▶ [EXERCISE TASK]
Print the stretch of data from the line containing "[detect] person holding flag" through the end of the data, copying each line exactly.

▶ [SUPPLIED MATERIAL]
** begin **

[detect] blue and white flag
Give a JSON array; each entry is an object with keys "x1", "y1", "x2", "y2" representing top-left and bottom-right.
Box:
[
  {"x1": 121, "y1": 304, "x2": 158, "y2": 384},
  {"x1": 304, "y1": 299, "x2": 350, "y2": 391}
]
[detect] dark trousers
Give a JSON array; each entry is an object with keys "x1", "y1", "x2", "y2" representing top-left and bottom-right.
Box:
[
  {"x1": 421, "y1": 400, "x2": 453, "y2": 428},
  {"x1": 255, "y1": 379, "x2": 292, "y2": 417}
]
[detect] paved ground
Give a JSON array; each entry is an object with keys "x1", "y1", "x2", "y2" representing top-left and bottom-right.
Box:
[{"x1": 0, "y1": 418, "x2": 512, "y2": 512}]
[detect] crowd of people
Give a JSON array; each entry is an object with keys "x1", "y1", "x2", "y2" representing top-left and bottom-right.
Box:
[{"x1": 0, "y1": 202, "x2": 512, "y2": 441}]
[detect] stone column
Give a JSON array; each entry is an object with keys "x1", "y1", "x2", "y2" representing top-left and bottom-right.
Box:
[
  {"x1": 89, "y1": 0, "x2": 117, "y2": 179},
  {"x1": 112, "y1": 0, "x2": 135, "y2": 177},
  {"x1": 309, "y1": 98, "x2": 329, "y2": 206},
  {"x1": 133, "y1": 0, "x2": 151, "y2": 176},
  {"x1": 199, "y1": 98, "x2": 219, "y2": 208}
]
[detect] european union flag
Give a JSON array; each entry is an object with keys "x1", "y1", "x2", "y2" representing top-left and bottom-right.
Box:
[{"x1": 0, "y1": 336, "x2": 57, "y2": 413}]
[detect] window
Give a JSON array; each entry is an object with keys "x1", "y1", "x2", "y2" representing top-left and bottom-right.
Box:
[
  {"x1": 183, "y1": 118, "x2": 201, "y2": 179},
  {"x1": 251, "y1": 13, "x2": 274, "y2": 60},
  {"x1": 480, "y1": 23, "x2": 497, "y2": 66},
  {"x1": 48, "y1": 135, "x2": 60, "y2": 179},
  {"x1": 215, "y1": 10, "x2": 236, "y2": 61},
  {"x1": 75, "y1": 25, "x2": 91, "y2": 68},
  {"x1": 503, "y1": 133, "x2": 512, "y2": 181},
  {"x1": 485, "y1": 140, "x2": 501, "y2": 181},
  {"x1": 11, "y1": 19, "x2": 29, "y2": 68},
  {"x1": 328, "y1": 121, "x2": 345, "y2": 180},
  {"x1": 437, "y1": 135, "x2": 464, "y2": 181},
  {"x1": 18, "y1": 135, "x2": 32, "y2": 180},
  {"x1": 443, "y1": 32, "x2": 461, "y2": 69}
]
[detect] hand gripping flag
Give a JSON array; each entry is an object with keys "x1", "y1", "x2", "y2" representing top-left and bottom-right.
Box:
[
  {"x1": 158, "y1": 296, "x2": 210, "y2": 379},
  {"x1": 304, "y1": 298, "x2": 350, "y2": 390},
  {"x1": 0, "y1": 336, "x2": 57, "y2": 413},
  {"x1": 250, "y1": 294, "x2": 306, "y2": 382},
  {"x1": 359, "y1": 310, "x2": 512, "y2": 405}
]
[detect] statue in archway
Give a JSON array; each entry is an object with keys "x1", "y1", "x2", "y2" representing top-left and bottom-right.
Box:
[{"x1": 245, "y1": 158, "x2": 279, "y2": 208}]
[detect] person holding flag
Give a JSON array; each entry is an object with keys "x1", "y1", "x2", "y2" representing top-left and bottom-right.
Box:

** end **

▶ [CORRECT RESULT]
[detect] person holding flag
Give a JSON array; each entry is an object with keys "x1", "y1", "x2", "y2" representing top-left and bottom-right.
Box:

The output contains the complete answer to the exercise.